The Cleanser's Perspective


The ocean is blue to look at it from the house, but that’s because it holds the sky’s reflection.  Up close it’s green and when the sun sits behind it in the west the caps are like buttermilk.  Cold is a word we use to describe things we keep in the fridge; this water is something else.  It bites hard and deep and it numbs like poison.  When I dive there is an absence of color and I forget where I am.  I surface, my head spinning, and chup’s shiny head is bobbing a few feet to my left.  He fights for the wind to say exactly what I’m thinking.  It’s the perfect expletive.
In the restaurant c jane looks like a Madonna for sale in a Tijuana gift shop.  She is radiant and benevolent and given wholly to the child in her arms.  She orders the Mole Poblano and she shares her chicken with me.  The salsa is hot and rich, but they’ve used stewed tomatoes that I know came from a can.  I can’t get over that.  They say the chips are good, but they are made of corn flour and I can’t eat them. c jane claims this will keep me from connecting with the group; that by not sharing the food, I will not foster the bonds the rest of them do.  I think this is hog wash and I tell her so.  Her laugh is a fountain that flourishes in a long plume at the top and cascades into staccato bursts as it descends.
Conversation around a fire will inevitably turn to private things.  Adults who have left their children at home and find themselves in front of a fire will divulge details that would make them blush to the ears in different light.  They pass around shortbread cookies and they look delicious.  And there are moments, there in the dark, where faces are brought in flickering brevity out of nowhere, when I think that conversations in heaven will look like this.  When the kids are in bed, and shortbread cookies won’t feel like an indulgence.

Stated task A:
In the passage, rewrite the section from "In the restaurant" to "as it descends.", putting "chicken enchiladas" in place of "Mole Poblano".
Stated task B:
Answer these questions about the passage:
(i) What color is the ocean up close?
(ii) What dish does c jane order in the restaurant?
(iii) What gets passed around the fire?

Provided records:

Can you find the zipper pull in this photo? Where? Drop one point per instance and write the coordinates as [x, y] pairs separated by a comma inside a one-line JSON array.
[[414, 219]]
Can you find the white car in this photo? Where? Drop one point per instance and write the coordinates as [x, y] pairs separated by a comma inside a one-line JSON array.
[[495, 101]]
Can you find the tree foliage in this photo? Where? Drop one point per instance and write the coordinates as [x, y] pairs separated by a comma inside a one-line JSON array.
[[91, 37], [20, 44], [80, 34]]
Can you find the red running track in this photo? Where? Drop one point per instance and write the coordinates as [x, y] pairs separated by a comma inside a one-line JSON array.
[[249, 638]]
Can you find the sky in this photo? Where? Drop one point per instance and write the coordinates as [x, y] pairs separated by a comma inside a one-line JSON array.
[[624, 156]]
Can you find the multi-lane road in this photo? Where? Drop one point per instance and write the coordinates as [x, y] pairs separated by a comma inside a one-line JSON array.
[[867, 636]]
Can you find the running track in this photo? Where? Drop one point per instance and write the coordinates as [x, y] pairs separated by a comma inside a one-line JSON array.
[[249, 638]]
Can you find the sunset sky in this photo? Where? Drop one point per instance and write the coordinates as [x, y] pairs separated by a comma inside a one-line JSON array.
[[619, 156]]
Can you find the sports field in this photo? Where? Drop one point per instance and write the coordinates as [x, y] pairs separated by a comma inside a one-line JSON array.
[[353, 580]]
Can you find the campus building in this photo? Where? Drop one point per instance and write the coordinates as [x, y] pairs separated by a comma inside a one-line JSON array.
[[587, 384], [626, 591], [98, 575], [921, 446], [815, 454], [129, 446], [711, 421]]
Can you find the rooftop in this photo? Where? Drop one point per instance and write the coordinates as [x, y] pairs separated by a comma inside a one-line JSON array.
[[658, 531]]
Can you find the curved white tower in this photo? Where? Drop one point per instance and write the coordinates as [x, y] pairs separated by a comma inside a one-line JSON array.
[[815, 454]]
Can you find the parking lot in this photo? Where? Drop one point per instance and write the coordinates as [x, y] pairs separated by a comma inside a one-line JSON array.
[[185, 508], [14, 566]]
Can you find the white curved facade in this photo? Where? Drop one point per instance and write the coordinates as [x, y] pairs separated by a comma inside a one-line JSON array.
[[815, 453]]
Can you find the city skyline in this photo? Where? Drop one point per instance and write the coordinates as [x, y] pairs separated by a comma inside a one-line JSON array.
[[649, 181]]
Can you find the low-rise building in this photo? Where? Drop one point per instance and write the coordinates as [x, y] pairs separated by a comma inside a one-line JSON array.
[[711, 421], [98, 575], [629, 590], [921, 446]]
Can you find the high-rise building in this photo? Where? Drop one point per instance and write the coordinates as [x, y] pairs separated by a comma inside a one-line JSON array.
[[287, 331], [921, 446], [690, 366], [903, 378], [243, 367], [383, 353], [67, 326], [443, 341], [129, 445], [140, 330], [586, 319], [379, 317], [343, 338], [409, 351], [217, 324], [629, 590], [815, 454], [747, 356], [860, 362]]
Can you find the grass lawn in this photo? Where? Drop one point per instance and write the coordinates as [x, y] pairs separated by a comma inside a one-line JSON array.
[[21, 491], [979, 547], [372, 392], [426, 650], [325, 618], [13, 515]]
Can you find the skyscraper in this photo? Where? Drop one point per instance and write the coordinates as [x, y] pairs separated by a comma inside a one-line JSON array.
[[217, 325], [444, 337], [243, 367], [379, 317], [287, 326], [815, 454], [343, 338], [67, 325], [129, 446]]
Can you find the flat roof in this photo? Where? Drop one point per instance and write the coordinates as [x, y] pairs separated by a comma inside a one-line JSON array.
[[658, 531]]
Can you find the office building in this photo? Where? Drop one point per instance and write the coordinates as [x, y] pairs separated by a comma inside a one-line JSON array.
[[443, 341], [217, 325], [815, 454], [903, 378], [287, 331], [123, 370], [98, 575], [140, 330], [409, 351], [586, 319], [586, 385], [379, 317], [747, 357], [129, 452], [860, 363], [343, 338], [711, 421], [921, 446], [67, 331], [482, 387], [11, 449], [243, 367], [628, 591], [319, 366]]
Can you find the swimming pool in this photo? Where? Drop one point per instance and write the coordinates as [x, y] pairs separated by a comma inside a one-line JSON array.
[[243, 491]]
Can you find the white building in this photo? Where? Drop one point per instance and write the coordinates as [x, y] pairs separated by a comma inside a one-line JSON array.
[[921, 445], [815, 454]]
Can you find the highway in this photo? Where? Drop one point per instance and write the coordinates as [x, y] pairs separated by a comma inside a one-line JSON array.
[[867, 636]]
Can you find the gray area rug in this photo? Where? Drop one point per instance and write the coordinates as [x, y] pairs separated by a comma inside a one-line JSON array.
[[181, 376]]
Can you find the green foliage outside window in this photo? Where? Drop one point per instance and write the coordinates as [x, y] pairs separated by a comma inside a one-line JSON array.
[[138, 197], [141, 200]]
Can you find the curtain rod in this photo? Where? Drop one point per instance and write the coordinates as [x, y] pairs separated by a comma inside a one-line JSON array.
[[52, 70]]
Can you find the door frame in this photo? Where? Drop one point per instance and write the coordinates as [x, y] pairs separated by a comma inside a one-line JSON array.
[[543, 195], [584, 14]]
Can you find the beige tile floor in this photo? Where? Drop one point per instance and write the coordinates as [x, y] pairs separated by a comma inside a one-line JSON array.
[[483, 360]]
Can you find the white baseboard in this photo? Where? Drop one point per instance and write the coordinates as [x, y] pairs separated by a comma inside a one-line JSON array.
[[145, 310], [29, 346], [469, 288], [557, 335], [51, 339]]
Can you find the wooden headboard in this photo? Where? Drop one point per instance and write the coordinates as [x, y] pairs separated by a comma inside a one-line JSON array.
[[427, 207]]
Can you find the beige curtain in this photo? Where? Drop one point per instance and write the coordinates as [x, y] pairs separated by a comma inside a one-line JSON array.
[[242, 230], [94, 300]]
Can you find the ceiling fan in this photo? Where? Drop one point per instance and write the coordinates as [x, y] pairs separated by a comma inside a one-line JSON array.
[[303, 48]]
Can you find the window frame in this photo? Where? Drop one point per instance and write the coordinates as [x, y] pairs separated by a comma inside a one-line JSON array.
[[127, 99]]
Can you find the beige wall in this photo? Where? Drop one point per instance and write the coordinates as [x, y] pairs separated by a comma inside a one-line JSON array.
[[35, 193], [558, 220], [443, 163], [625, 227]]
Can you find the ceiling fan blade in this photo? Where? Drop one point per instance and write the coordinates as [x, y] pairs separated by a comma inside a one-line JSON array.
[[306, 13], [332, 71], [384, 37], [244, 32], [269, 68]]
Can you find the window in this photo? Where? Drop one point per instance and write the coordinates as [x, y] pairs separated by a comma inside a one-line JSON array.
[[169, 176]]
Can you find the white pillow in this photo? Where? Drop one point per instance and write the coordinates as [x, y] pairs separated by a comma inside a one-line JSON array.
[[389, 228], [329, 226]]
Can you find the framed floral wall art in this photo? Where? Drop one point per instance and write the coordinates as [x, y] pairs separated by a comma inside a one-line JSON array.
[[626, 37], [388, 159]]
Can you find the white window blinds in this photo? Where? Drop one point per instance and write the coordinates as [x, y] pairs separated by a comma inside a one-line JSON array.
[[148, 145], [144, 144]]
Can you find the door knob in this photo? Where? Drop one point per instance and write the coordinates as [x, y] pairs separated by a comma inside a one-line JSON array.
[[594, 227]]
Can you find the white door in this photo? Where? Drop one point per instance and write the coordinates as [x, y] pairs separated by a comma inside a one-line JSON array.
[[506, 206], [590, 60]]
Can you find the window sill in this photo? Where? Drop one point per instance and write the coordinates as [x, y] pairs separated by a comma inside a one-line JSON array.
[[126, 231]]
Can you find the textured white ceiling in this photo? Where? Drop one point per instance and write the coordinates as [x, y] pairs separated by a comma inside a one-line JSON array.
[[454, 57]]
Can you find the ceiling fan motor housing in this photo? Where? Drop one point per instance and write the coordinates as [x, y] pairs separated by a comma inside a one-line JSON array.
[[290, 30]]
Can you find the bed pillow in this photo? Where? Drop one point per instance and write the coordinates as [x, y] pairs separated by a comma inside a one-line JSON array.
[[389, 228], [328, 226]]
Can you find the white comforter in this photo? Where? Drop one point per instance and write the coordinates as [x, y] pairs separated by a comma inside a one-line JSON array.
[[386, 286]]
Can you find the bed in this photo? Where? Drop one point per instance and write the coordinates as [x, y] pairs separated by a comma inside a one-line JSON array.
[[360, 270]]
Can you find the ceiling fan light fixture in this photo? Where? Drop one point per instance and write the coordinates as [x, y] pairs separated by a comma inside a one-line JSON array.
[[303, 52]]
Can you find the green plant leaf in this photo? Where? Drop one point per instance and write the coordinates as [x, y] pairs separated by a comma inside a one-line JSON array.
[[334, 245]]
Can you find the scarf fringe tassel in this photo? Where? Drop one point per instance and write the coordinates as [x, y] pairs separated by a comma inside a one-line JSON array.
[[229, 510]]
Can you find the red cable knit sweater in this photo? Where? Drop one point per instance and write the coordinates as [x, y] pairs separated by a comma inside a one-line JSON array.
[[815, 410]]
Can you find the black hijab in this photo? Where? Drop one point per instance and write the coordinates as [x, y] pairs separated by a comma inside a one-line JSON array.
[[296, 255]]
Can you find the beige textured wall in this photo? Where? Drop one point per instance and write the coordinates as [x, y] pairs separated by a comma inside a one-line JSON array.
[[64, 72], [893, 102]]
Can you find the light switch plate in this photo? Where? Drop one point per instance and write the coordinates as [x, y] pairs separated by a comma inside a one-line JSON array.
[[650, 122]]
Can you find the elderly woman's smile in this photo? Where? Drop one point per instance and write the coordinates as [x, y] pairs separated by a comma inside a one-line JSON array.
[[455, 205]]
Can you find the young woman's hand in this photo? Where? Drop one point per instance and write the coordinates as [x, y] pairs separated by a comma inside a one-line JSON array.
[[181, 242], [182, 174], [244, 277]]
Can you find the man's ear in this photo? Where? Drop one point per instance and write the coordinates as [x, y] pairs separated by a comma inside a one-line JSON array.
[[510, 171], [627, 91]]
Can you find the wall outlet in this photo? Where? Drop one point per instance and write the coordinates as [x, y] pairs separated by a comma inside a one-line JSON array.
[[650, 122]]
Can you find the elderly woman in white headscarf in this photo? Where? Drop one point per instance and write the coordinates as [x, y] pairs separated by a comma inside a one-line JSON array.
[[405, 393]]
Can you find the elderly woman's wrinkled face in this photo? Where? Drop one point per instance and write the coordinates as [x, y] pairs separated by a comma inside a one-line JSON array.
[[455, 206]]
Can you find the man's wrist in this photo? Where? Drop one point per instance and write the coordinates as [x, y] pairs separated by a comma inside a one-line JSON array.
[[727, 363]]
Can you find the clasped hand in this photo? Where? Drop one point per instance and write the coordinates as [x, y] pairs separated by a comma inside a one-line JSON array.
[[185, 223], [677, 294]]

Full answer A:
In the restaurant c jane looks like a Madonna for sale in a Tijuana gift shop.  She is radiant and benevolent and given wholly to the child in her arms.  She orders the chicken enchiladas and she shares her chicken with me.  The salsa is hot and rich, but they’ve used stewed tomatoes that I know came from a can.  I can’t get over that.  They say the chips are good, but they are made of corn flour and I can’t eat them. c jane claims this will keep me from connecting with the group; that by not sharing the food, I will not foster the bonds the rest of them do.  I think this is hog wash and I tell her so.  Her laugh is a fountain that flourishes in a long plume at the top and cascades into staccato bursts as it descends.

Full answer B:
(i) Green.
(ii) The Mole Poblano.
(iii) Shortbread cookies.